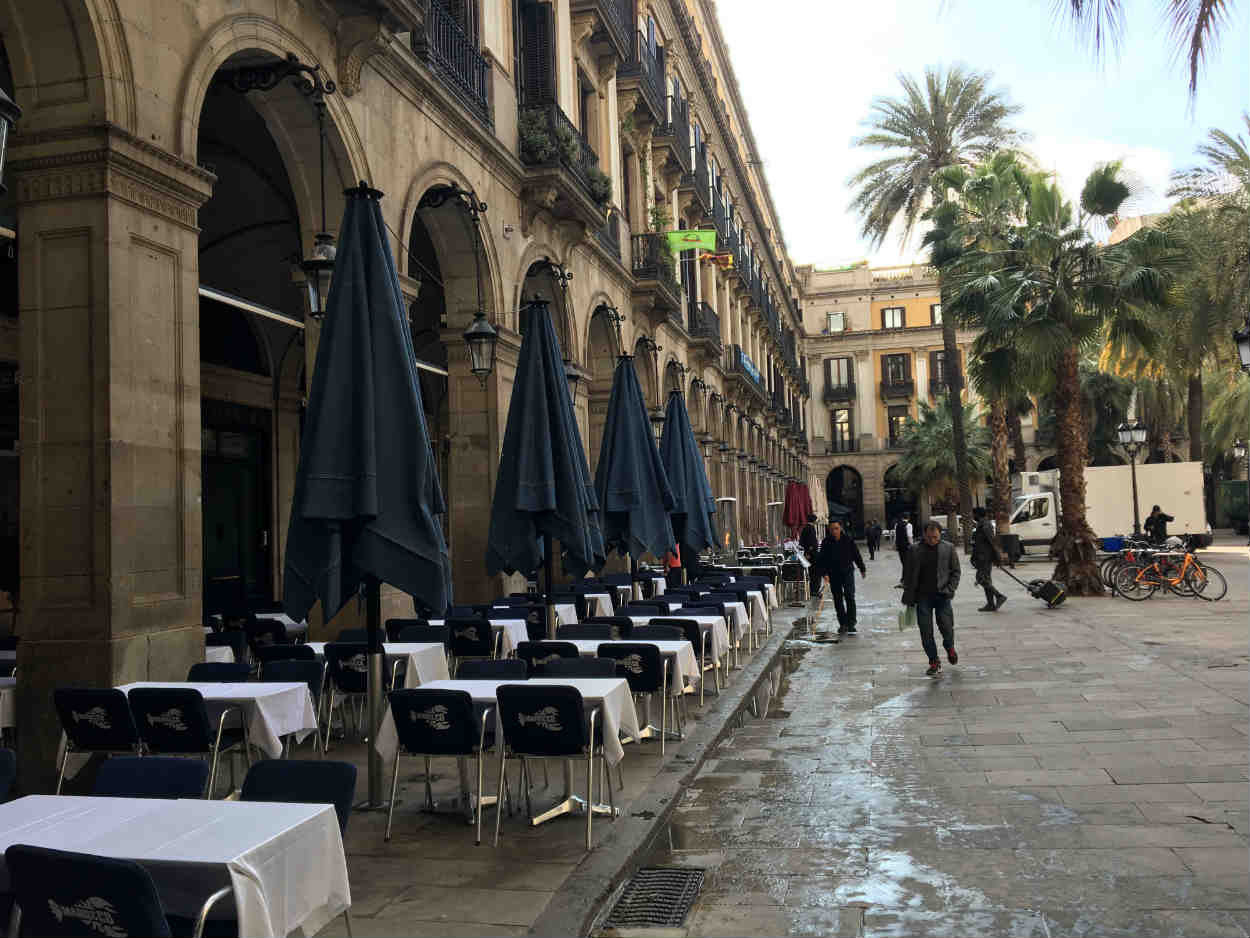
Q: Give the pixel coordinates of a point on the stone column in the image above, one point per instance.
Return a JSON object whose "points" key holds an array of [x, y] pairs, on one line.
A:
{"points": [[110, 422]]}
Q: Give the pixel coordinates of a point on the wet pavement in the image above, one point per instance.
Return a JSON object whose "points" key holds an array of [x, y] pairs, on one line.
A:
{"points": [[1081, 772]]}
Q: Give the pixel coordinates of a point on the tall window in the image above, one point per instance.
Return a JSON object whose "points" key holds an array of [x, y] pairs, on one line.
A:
{"points": [[841, 437], [896, 417], [896, 369]]}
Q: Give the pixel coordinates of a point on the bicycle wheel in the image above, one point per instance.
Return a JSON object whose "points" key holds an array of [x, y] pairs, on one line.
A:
{"points": [[1206, 582], [1135, 582]]}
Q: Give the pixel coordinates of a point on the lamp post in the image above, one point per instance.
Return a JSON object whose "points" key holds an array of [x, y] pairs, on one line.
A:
{"points": [[1133, 437]]}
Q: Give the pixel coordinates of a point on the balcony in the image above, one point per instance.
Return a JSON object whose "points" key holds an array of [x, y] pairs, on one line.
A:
{"points": [[611, 25], [839, 393], [696, 185], [670, 143], [655, 277], [739, 367], [898, 390], [451, 54], [644, 74], [563, 174]]}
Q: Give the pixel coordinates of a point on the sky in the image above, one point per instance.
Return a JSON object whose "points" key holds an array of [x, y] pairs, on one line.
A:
{"points": [[809, 70]]}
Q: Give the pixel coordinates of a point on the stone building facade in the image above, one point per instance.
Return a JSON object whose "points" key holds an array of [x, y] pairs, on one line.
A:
{"points": [[161, 195], [873, 349]]}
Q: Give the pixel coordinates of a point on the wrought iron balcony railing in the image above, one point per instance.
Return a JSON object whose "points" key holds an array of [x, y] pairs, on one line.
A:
{"points": [[451, 53]]}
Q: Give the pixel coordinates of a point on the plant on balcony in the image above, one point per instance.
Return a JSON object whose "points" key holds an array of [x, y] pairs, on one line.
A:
{"points": [[600, 185], [535, 136]]}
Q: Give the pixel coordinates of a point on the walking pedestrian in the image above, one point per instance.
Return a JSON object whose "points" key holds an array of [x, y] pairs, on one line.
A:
{"points": [[810, 544], [931, 577], [985, 554], [873, 535], [903, 543], [1156, 524], [839, 557]]}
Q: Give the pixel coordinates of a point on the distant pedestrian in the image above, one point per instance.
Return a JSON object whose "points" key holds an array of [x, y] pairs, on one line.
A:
{"points": [[1156, 525], [839, 557], [810, 544], [985, 554], [903, 543], [931, 577], [873, 535]]}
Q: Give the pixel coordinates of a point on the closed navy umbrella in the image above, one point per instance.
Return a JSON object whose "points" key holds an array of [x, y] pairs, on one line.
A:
{"points": [[544, 490], [366, 489], [630, 480], [694, 504]]}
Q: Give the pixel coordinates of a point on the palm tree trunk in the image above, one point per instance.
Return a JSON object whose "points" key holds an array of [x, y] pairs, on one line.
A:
{"points": [[1015, 432], [1074, 544], [1194, 417], [954, 384], [999, 443]]}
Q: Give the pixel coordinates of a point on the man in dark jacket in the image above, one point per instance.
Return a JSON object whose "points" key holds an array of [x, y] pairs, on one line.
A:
{"points": [[903, 543], [1156, 525], [809, 542], [839, 557], [985, 554], [930, 579]]}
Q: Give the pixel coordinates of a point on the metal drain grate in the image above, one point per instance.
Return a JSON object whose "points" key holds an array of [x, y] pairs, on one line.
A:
{"points": [[656, 897]]}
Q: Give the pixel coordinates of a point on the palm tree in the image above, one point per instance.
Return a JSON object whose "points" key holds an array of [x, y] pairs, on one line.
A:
{"points": [[1195, 26], [928, 450], [1056, 292], [953, 118]]}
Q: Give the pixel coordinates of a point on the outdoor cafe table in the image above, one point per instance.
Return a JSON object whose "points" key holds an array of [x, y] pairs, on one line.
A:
{"points": [[716, 623], [610, 694], [273, 709], [514, 632], [284, 862], [681, 653], [423, 660]]}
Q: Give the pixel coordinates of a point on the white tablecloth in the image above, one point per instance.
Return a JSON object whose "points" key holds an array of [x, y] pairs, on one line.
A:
{"points": [[610, 694], [223, 654], [273, 709], [8, 708], [680, 652], [719, 643], [425, 660], [514, 633], [284, 862]]}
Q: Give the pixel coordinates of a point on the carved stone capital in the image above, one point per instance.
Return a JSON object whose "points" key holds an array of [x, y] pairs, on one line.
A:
{"points": [[360, 38]]}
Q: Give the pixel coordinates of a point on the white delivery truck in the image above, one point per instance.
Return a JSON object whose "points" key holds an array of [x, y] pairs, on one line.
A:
{"points": [[1174, 487]]}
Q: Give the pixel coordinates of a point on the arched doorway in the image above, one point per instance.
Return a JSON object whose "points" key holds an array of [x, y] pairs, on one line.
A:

=====

• Problem requirements:
Extract every line of the data above word for word, leaving out the pictures.

• Solution to the exercise:
Q: Give the pixel coordinates of a point on the stone column in the image above, one point per instance.
Return a JSON object whose "points" key holds an array of [x, y] pairs, on one line.
A:
{"points": [[110, 422]]}
Q: Give the pixel coordinates of a point on the wet pavement in the image above, one point per instance.
Return a JSON object whose "points" key holds an array of [x, y] pairs, on one line.
A:
{"points": [[1081, 772]]}
Q: Give the pixel coordinates of a point on the tall window in the image above, one point per instance.
Return a JSON object whose "points" key holds an array of [x, y] pairs, on one line.
A:
{"points": [[841, 437], [896, 417], [896, 369]]}
Q: Give the pixel coordinates of a point on the bicycle wheel in the image above, one point per instance.
Return a JSON object whose "points" key holds an array of [x, y] pairs, on one line.
A:
{"points": [[1206, 582], [1135, 582]]}
Q: Give the pixel coordinates of a point on the lamp post in the image above, one point per instance.
Return a JSON object whose "points" key holds an array of [x, y] pairs, on one line.
A:
{"points": [[1133, 437]]}
Q: Give the pixel coordinates of a point on the balcony in the image above, one point per instance.
Return a JSON object whose "points" key holds an array of [x, y] pairs, on one line.
A:
{"points": [[611, 25], [839, 393], [696, 185], [670, 143], [655, 277], [739, 367], [898, 390], [451, 54], [644, 74], [563, 174]]}
Q: Give the pixel coordinates of a point on the sky in the image above, one point per instance.
Return a JSON object whose "points" key holds an array of [x, y] pairs, on one line.
A:
{"points": [[809, 70]]}
Q: Give the pixel coordinates of a point on the stone building facade in the image above, one point per instance.
Return a JSON object whose "points" key holds an array of [x, y] pairs, on one line.
A:
{"points": [[161, 195], [873, 349]]}
Q: Give the pixel coordinates of a point on the wrought iron balcony railing in the image above, one point per instance.
Return a JSON object whose "points" key holds an array of [x, y] pairs, on one line.
A:
{"points": [[451, 53]]}
Q: Give the pixel coordinates of a point on the plant on balcony in the image above, one point per instance.
Return a JSON object whose "points" key holds an array of [x, y] pairs, on one line.
A:
{"points": [[600, 185], [535, 136]]}
Q: Give the pixel coordinates of a point on the walking pedestrian in the image above, one point per instance.
Return a JSON object whose "points" key holds an array of [x, y] pairs, on one line.
A:
{"points": [[810, 544], [931, 577], [985, 554], [873, 535], [903, 543], [1156, 524], [839, 557]]}
Q: Give the pixel coordinates of a point on the distant pedestrian in the image above, one point per instance.
Return a JSON object whose "points" key holds an array of [x, y] pairs, on one line.
A:
{"points": [[1156, 525], [839, 557], [810, 544], [985, 554], [903, 543], [931, 577], [873, 535]]}
Q: Give the pixel coordinates of a point on the closed navy umbrella in the image above, one point per instance.
Return a JSON object whose "points" key holds an array of [x, y] pairs, on one line.
A:
{"points": [[544, 490], [366, 489], [630, 480], [694, 504]]}
Q: Give the pixel coordinates of a point on the palm tree trunk in the image above, one point per instance.
Return a JSON object whose "points" key holds an array of [x, y] pairs, on one line.
A:
{"points": [[1015, 432], [1074, 544], [1194, 417], [954, 384], [999, 443]]}
Q: Give the pixel coordinates of a point on the man in dark jacket in the image above, one point per instance.
Return a JSON object whose "points" key holds an array of [x, y] pairs, on one line.
A:
{"points": [[903, 543], [1156, 525], [809, 542], [839, 557], [985, 554], [930, 579]]}
Q: Give the pixel coordinates of a point on the metal drain grate in the image above, one point per instance.
Return a JSON object whose "points" key holds an array of [x, y] pairs, on one line.
A:
{"points": [[656, 897]]}
Q: Give the pixel coordinates of a point on the palm tree in the image above, one point per instance.
Return a JSON object whose "points" key holds an array of [x, y] pairs, on one line.
A:
{"points": [[1195, 26], [928, 450], [1056, 292], [953, 118]]}
Q: Give the pixel coordinates of a point on the outdoor cafe table in the image above, one point per instance.
Return a JSON object whose "points" key holds an array of [x, y] pairs, on one line.
A:
{"points": [[716, 623], [610, 694], [273, 709], [514, 632], [284, 862], [681, 653], [423, 660]]}
Q: Give the pixel coordinates of a point on the white tablecloth in the image above, one point per instance.
Return a JSON object whose "points" key holds an array of [x, y] pairs, on one line.
A:
{"points": [[610, 694], [223, 654], [273, 709], [8, 708], [680, 652], [719, 643], [425, 660], [514, 633], [284, 862]]}
Q: Give the pixel coordinates of a point on the carved stone capital in the image above, one point per instance.
Return a JSON object whose "points" key holds an array of [x, y] pairs, on one line.
A:
{"points": [[360, 38]]}
Q: Give the pixel coordinates of a point on the white delivery truck in the image above, one point per instance.
Return a JSON object whose "points" key holds an array of [x, y] pairs, on one line.
A:
{"points": [[1174, 487]]}
Q: Give the pixel coordinates of a point on the arched doorway in the image above, one point per instance.
Return a JSON object whose "points" key holds an array of [x, y] pairs, on one line.
A:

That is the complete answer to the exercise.